_What the exercise asks_
Could you convert the lines below into a JSON list of strings, one string per line, with blank lines left out?

_Record set_

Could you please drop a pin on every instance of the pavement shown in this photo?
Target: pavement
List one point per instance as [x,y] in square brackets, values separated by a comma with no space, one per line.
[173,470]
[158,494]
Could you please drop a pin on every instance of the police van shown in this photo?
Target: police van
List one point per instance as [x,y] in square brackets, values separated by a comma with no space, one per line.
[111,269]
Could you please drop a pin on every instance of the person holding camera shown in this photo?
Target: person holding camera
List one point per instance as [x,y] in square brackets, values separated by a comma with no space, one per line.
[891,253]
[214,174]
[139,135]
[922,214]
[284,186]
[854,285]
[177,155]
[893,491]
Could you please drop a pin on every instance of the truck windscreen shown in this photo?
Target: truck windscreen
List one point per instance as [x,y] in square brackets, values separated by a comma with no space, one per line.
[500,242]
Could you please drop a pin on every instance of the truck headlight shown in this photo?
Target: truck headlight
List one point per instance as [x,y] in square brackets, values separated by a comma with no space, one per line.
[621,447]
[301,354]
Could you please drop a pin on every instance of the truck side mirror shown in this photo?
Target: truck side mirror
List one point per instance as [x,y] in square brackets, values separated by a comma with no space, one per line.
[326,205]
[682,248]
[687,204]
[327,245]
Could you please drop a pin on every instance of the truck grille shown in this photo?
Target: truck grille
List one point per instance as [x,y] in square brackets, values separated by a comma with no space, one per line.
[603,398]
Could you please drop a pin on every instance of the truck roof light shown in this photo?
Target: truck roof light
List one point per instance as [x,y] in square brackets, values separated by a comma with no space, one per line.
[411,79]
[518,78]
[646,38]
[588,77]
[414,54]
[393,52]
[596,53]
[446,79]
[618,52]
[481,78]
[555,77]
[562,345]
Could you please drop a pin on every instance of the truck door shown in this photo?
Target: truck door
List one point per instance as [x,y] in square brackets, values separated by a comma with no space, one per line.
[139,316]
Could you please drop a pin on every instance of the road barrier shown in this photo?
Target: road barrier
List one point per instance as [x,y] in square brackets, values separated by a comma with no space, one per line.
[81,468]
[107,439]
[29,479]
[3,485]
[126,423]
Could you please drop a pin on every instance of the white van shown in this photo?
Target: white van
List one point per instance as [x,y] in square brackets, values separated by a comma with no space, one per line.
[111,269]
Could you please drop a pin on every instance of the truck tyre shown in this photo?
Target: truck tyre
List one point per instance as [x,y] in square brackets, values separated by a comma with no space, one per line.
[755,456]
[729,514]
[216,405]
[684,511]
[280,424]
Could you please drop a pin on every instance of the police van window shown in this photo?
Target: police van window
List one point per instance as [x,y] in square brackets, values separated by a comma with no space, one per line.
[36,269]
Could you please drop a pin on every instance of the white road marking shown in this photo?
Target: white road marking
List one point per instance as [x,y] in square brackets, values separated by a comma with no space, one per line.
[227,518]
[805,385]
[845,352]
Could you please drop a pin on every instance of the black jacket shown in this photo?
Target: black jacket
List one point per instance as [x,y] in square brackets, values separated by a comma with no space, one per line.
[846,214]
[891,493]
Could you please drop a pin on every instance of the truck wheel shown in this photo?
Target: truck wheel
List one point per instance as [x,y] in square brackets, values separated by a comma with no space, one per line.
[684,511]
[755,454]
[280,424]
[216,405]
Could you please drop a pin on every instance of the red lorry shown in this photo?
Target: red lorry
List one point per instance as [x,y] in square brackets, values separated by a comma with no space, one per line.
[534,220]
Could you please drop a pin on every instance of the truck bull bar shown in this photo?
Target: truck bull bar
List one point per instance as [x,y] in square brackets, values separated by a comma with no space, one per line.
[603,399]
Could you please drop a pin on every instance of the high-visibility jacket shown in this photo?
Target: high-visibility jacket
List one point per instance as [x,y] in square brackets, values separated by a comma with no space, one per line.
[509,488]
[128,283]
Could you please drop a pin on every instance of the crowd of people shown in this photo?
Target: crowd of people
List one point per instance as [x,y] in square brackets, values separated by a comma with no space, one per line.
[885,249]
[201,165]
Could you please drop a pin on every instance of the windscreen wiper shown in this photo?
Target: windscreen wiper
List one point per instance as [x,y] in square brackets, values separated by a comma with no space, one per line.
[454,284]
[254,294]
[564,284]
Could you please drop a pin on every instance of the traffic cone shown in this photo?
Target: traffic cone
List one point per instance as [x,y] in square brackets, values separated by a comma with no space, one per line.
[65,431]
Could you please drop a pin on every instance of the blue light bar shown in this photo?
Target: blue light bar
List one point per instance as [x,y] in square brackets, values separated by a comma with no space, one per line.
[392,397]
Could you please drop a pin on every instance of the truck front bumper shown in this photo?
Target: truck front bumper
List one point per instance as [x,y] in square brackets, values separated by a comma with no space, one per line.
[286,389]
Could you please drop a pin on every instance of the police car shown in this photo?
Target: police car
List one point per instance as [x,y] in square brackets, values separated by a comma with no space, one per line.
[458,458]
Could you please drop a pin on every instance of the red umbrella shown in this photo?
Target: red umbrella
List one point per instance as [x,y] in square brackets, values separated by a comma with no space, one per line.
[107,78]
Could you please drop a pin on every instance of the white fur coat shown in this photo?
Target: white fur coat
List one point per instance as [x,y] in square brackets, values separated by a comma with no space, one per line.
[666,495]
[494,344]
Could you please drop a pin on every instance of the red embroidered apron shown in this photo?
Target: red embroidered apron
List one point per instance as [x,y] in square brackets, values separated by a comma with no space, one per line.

_Written reply_
[
  "Could you please drop a pin on every instance of the pavement shown in this photo?",
  "Target: pavement",
  "List one point per instance as [x,y] in square brackets, values separated by a comma with no space, one per line.",
  "[173,470]",
  "[158,494]",
  "Could you please drop a pin on every instance of the police van shown in this photo?",
  "Target: police van",
  "List one point per instance as [x,y] in square brackets, values separated by a comma with no space, one per line.",
  "[111,269]",
  "Could you please drop a pin on every instance of the person holding camera shown in this photo?",
  "Target: person holding camera",
  "List one point per instance as [x,y] in square brackets, values separated by a comma with no space, one per line.",
  "[891,253]",
  "[214,174]",
  "[139,135]",
  "[922,214]",
  "[284,186]",
  "[854,285]",
  "[177,155]",
  "[893,491]",
  "Could you please drop a pin on every instance of the truck windscreen shown in this photo?",
  "Target: truck windscreen",
  "List one point per instance as [x,y] in square brackets, values separated by a comma with no space, one per line.",
  "[500,242]",
  "Could you please drop a pin on every instance of the truck headlight shown in this photo?",
  "Target: truck headlight",
  "List one point per instance as [x,y] in square brackets, values separated by a comma with no space, one per line.",
  "[621,447]",
  "[301,354]",
  "Could you please drop a pin on every instance of the truck side mirror shown in this photo?",
  "Target: truck side mirror",
  "List one point per instance as [x,y] in square brackets, values separated by a comma with no space, one per line.",
  "[326,205]",
  "[682,248]",
  "[687,204]",
  "[327,245]",
  "Could you please drop a pin on every instance of the truck grille shown in this photo?",
  "Target: truck grille",
  "List one point per instance as [x,y] in square brackets, values separated by a comma with no space, one per line.",
  "[603,398]",
  "Could you please drop a pin on every instance of the truck roof light shown in this photo?",
  "Target: truck roof light",
  "List one point per instance as [x,y] in square brackets, values separated by a comma with no space, one per line.",
  "[411,79]",
  "[518,78]",
  "[646,38]",
  "[588,77]",
  "[414,54]",
  "[393,52]",
  "[596,53]",
  "[446,79]",
  "[618,52]",
  "[481,78]",
  "[555,77]",
  "[562,345]",
  "Could you please drop a pin on every instance of the truck door shown in this photo?",
  "Target: truck door",
  "List one point per instance as [x,y] in square brackets, values separated by a comma with no space, one per line.",
  "[139,316]",
  "Could you please drop a pin on every instance of the road barrier shown in this photo?",
  "Target: road barrier",
  "List one point per instance as [x,y] in square brackets, values separated by a comma with no space, one per line.",
  "[81,468]",
  "[107,439]",
  "[29,479]",
  "[3,485]",
  "[126,423]",
  "Could you please drop a pin on every instance of the white van shown in this photo?",
  "Target: white van",
  "List one point per instance as [x,y] in square brackets, values separated by a comma with no space, one per line.",
  "[111,269]",
  "Could you please drop a pin on every instance of the truck tyre shown in this photo?",
  "Target: truck tyre",
  "List one point per instance as [x,y] in square brackets, values separated by a comma with no space, one per line.",
  "[755,456]",
  "[729,514]",
  "[216,405]",
  "[684,511]",
  "[280,424]",
  "Could you please drop a pin on every instance of the police van window shown in this photo?",
  "Target: police van window",
  "List one point per instance as [x,y] in square brackets, values separated by a comma with no space, one per line.",
  "[36,269]",
  "Could you please drop a pin on every instance of the white road marking shown in this photo?",
  "Target: white road marking",
  "List one point per instance as [x,y] in square brackets, values separated by a comma with no space, one per line.",
  "[227,518]",
  "[805,385]",
  "[845,352]",
  "Could you please drop a pin on every instance of the black jacket shown in this photo?",
  "Target: black jacket",
  "List one point per instance as [x,y] in square brackets, values separated by a comma with no space, one per line.",
  "[846,214]",
  "[891,493]",
  "Could you please drop a pin on every instance of the truck wheel shown in this photo?",
  "Target: truck wheel",
  "List one point per instance as [x,y] in square brackets, values separated by a comma with no space, one per line.",
  "[684,511]",
  "[755,454]",
  "[280,424]",
  "[216,405]",
  "Could you please drop a pin on every instance of the red lorry shown in this photo?",
  "Target: red lorry",
  "List one point per instance as [x,y] in square brackets, values separated by a comma with no space, one per line.",
  "[534,220]",
  "Could you please drop a pin on every instance of the truck bull bar shown in this photo?",
  "Target: truck bull bar",
  "List one point per instance as [x,y] in square brackets, values separated by a comma with no space, one per line.",
  "[603,399]",
  "Could you please drop a pin on every instance of the high-visibility jacket shown in this photo?",
  "Target: high-visibility jacket",
  "List one point per instance as [x,y] in square brackets, values separated by a comma with no space, one per line.",
  "[509,488]",
  "[128,283]",
  "Could you please drop a pin on every instance of the crowd of people shown in this photo?",
  "Target: crowd of people",
  "List one point per instance as [x,y] in square brackets, values separated by a comma with no space, one per line.",
  "[885,249]",
  "[201,165]",
  "Could you please drop a pin on every instance of the windscreen wiper shown in this photo?",
  "Target: windscreen wiper",
  "List one point per instance as [x,y] in square brackets, values separated by a comma with no space, one per line.",
  "[454,284]",
  "[254,294]",
  "[564,284]",
  "Could you please drop a pin on every instance of the traffic cone shown in this photo?",
  "Target: traffic cone",
  "List one point per instance as [x,y] in square brackets, values separated by a comma with no space, one per line.",
  "[65,431]",
  "Could you please drop a pin on every instance of the blue light bar shown in this photo?",
  "Target: blue light bar",
  "List one point per instance as [x,y] in square brackets, values separated by a comma with no space, one per line.",
  "[392,397]",
  "Could you please drop a pin on every instance of the truck front bumper shown in this photo?",
  "Target: truck front bumper",
  "List one point per instance as [x,y] in square brackets, values separated by a comma with no space, one per line.",
  "[286,389]",
  "Could you please drop a pin on every instance of the police car shown in this photo?",
  "Target: police car",
  "List one point per instance as [x,y] in square brackets, values separated by a comma with no space, one per line.",
  "[458,458]",
  "Could you please drop a pin on every instance of the red umbrella shown in this photo?",
  "Target: red umbrella",
  "List one point per instance as [x,y] in square brackets, values separated by a comma with no space, one per line.",
  "[107,78]",
  "Could you please drop a pin on every instance of the white fur coat shown in this photo?",
  "Target: white fur coat",
  "List one point per instance as [x,y] in square brackets, values separated by a comma with no space, one per line.",
  "[666,495]",
  "[494,344]",
  "Could you please drop a pin on every instance of the red embroidered apron shown in this photo?",
  "Target: red embroidered apron",
  "List one point per instance as [x,y] in square brackets, values separated by a comma with no space, one per line."
]